| TEXTABSCHNITT |

Im Gegensatz zur Tiefenpsychologie und Psychoanalyse setzen die kognitiven Therapieverfahren nicht in der Vergangenheit an, sondern im Hier und Jetzt und stützen/stärken die Handlungskompetenz des Einzelnen.
Unsere Einstellungen und Grundüberzeugungen, die für unsere momentanen Schwierigkeiten verantwortlich sind, haben wir uns in der Vergangenheit – insbesondere in der Kindheit – angeeignet.
Wir können diese blockierenden Einstellungen nur im Hier und Jetzt ändern. Über die Veränderung der Gegenwart verändert man die Zukunft. Wir müssen nicht immer in die Vergangenheit zurückgehen und die schmerzlichen Erfahrungen nochmals durchleben, um uns emotional besser zu fühlen.
In der Therapie sollen neue Ansichten und Lösungswege für die individuellen Schwierigkeiten erarbeitet werden. Der Therapeut ist eine Art Coach, der hilfreiche Wege zur Problemlösung, zur Entspannung, zum Aufbau eines positiven Selbstbildes und Lebenskonzeptes vermitteln soll.

Gespeicherte Dateneinträge
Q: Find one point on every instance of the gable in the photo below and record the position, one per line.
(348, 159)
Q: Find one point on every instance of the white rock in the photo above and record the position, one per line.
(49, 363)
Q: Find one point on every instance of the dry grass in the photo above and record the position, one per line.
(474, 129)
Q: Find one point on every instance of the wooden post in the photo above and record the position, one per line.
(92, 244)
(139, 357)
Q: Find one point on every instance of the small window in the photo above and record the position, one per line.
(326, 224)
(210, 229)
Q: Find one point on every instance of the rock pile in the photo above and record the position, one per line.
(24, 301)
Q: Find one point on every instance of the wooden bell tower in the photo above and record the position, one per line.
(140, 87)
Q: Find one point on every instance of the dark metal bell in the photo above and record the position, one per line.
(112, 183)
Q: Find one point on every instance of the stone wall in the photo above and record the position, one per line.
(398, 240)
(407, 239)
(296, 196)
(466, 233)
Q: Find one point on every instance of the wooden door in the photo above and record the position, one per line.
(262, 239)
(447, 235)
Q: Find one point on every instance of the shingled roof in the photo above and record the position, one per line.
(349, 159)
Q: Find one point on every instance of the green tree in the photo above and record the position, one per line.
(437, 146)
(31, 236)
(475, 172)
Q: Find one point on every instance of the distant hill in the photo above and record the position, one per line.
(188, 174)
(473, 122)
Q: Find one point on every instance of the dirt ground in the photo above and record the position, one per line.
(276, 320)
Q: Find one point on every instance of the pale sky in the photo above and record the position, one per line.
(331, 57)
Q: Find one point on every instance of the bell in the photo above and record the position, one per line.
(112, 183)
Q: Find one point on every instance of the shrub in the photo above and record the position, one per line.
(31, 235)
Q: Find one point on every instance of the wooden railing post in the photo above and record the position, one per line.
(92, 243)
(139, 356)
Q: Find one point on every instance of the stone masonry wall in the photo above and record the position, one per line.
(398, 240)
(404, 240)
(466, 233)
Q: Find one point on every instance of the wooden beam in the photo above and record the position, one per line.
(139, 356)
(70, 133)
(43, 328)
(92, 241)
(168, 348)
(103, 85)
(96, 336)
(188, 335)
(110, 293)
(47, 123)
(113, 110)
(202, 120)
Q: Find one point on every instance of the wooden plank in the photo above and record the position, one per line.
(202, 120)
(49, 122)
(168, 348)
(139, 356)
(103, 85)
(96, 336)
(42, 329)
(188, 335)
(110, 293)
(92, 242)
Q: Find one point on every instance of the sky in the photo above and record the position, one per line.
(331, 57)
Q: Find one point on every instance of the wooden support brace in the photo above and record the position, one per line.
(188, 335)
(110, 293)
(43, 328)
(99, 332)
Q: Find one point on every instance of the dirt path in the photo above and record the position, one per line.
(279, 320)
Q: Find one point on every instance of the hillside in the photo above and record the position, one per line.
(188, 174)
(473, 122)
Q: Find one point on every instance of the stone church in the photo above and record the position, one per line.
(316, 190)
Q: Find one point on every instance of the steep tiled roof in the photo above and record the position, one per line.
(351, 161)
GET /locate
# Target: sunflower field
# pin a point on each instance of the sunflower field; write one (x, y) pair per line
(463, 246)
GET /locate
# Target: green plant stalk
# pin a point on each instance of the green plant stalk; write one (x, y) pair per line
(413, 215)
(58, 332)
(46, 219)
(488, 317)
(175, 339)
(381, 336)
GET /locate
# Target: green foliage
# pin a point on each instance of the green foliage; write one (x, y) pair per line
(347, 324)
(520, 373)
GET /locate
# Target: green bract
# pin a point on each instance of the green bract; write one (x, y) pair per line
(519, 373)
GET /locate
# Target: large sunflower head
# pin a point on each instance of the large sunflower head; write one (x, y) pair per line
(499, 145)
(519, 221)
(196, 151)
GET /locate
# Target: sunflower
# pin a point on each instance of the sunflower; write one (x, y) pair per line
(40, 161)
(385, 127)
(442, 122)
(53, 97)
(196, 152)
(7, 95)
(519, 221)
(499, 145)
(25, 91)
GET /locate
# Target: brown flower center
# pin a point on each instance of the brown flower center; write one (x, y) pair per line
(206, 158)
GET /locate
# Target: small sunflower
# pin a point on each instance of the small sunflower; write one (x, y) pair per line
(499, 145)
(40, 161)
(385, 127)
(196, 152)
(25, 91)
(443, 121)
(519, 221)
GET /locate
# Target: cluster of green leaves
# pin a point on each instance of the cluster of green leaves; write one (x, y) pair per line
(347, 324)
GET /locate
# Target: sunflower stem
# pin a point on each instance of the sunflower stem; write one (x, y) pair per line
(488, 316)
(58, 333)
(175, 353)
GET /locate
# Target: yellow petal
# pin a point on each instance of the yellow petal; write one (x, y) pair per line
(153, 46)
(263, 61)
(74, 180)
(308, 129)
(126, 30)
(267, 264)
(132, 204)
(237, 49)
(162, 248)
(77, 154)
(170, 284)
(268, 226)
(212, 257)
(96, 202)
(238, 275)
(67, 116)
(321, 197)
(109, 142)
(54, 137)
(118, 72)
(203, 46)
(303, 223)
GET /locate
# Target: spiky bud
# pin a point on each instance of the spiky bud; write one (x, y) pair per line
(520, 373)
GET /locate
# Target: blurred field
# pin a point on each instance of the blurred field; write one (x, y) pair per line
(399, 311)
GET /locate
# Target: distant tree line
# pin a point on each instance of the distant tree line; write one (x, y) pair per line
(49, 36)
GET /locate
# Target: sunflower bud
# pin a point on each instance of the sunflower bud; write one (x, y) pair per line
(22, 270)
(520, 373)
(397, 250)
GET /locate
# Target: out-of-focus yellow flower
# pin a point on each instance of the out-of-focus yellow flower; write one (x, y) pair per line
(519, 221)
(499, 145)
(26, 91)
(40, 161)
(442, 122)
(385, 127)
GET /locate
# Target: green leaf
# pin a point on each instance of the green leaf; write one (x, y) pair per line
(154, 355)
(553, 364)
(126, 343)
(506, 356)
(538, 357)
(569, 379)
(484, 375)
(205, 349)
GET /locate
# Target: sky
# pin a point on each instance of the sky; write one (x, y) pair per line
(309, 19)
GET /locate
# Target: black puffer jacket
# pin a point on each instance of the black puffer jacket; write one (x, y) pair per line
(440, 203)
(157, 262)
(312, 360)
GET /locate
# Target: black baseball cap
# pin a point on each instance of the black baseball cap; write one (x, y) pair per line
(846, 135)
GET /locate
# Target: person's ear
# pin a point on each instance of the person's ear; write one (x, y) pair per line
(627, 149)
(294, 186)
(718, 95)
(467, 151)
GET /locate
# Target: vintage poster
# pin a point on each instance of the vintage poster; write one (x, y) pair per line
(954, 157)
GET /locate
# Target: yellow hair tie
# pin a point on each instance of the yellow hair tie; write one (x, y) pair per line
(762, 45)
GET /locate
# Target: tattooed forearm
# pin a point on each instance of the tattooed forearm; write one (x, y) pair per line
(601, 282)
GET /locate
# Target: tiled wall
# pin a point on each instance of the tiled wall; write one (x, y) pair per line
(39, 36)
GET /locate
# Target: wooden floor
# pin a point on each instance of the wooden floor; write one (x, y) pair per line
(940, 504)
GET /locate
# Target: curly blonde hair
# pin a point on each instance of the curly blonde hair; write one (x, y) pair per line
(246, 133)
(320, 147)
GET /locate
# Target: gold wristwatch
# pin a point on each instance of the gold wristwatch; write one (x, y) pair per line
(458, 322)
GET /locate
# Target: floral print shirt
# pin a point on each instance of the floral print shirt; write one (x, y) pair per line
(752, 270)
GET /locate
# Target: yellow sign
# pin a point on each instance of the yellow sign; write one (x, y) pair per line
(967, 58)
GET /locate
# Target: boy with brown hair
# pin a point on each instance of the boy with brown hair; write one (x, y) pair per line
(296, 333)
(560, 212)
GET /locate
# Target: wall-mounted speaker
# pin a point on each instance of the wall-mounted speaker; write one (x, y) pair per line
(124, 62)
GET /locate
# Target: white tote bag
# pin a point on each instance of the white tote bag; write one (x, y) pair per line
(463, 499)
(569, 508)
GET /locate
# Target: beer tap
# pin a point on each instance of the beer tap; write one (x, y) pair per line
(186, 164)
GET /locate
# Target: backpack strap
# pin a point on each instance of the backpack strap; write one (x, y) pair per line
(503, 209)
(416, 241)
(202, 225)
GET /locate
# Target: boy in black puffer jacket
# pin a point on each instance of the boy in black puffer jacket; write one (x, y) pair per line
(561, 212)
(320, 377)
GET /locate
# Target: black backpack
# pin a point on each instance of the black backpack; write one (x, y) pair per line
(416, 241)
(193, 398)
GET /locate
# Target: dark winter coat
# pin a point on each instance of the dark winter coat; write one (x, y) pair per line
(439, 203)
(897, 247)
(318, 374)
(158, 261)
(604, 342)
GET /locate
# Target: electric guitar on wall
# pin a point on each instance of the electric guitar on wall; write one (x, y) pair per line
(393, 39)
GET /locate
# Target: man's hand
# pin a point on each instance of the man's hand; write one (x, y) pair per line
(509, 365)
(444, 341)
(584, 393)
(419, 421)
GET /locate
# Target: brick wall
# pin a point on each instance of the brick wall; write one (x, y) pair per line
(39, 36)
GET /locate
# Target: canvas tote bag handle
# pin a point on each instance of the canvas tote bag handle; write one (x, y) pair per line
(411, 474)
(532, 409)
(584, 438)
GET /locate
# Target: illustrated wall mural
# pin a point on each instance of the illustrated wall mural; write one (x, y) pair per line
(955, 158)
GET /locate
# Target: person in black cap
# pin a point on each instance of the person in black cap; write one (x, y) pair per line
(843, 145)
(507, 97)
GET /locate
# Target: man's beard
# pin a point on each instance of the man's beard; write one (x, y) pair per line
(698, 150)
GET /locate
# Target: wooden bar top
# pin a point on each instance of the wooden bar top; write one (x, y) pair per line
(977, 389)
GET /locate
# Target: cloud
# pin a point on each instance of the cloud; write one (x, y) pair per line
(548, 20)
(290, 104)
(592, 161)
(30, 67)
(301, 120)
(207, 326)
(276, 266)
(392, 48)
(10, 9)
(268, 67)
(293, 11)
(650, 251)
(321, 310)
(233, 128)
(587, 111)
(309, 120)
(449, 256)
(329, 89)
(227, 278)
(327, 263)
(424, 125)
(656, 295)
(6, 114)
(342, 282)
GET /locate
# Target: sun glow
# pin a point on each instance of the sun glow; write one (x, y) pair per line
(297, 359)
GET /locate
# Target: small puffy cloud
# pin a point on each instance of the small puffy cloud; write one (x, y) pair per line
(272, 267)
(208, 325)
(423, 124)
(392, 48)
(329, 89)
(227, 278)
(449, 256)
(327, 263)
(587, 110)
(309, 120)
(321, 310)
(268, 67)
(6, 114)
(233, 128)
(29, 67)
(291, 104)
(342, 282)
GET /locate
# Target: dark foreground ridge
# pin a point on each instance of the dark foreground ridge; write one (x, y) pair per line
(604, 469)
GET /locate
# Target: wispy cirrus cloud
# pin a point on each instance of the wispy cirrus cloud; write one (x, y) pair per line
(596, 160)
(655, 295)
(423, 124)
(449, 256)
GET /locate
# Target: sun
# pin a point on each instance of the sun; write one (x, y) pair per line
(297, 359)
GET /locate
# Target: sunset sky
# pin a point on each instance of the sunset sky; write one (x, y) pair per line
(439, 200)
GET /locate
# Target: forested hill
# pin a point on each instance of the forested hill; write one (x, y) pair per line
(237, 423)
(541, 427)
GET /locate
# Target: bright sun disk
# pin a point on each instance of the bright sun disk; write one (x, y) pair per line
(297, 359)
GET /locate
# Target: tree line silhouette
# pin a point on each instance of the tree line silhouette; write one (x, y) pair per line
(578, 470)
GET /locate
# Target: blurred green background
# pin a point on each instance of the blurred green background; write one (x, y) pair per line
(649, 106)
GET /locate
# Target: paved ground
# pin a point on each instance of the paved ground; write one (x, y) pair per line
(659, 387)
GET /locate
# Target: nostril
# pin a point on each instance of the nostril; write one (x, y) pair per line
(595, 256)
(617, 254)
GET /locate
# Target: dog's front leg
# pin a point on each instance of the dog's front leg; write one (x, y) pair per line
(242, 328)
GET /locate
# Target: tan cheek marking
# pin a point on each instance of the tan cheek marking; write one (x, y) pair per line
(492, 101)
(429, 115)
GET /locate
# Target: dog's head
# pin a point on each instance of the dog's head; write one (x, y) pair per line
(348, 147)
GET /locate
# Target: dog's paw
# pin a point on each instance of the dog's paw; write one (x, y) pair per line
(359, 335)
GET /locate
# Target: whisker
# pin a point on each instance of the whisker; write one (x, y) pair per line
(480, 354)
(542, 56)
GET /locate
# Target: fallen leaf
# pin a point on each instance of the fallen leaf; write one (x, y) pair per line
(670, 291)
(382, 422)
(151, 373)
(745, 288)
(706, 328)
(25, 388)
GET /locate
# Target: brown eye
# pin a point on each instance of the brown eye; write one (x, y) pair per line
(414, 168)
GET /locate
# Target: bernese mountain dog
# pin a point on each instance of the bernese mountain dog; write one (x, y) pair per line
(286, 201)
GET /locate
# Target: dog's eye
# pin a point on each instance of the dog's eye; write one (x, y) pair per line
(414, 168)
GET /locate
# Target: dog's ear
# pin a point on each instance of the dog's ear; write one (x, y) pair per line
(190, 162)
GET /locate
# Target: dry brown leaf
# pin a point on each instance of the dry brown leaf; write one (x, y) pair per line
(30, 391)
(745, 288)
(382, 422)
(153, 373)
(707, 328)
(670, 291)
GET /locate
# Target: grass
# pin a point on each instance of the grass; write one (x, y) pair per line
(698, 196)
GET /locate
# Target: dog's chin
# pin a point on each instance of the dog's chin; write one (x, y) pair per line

| ARBEITSAUFTRAG A |
Gib aus dem Text über kognitive Therapieverfahren die Stelle von „Im Gegensatz zur“ bis einschließlich „Kindheit – angeeignet.“ wortgetreu aus.
| ARBEITSAUFTRAG B |
Führe den Text über kognitive Therapieverfahren im Anschluss an seinen letzten Satz weiter.

| ERGEBNIS A |
Im Gegensatz zur Tiefenpsychologie und Psychoanalyse setzen die kognitiven Therapieverfahren nicht in der Vergangenheit an, sondern im Hier und Jetzt und stützen/stärken die Handlungskompetenz des Einzelnen.
Unsere Einstellungen und Grundüberzeugungen, die für unsere momentanen Schwierigkeiten verantwortlich sind, haben wir uns in der Vergangenheit – insbesondere in der Kindheit – angeeignet.

| ERGEBNIS B |
Alle Verfahren, die eingesetzt werden, sind wissenschaftlich überprüft (evaluiert) und in ihrer Wirksamkeit bestätigt.
Die Therapie umfasst drei Bereiche:
1. Veränderung der Situation, so weit es möglich und sinnvoll ist
2. Bewusstmachung und Veränderung blockierender und irrationaler Bewertungen und Ansichten
3. Veränderungen im Denken und Verhalten.
Was passiert in der kognitiven Verhaltenstherapie?
Wie Detektive sucht der/die Patient*in mit seinem/seiner Therapeut*in nach den Ursachen für seine momentanen Probleme.
Fragestellungen sind beispielsweise:
In welchen Situationen tritt mein Problem auf?
Wann tritt es nicht auf?
Was mache ich dann anders?
Welche konkreten Gedanken führen zu meinem Problem?
Sind meine Gedanken der Situation angemessen oder übertrieben negativ?
Wie bewerte ich mein Problem?
Welche anderen Möglichkeiten gibt es zu reagieren?
Was benötige ich, um anders als bisher zu reagieren?
Wie wirksam sind kognitive Therapieverfahren?
Die Wirksamkeit kognitiver Verfahren wurde in tausenden von Untersuchungen bestätigt. Insbesondere in der Behandlung von Depressionen und Panikstörungen sind kognitive Therapieverfahren sehr effektiv.
Welche Probleme/Störungen werden mit der kognitiven Verhaltenstherapie behandelt?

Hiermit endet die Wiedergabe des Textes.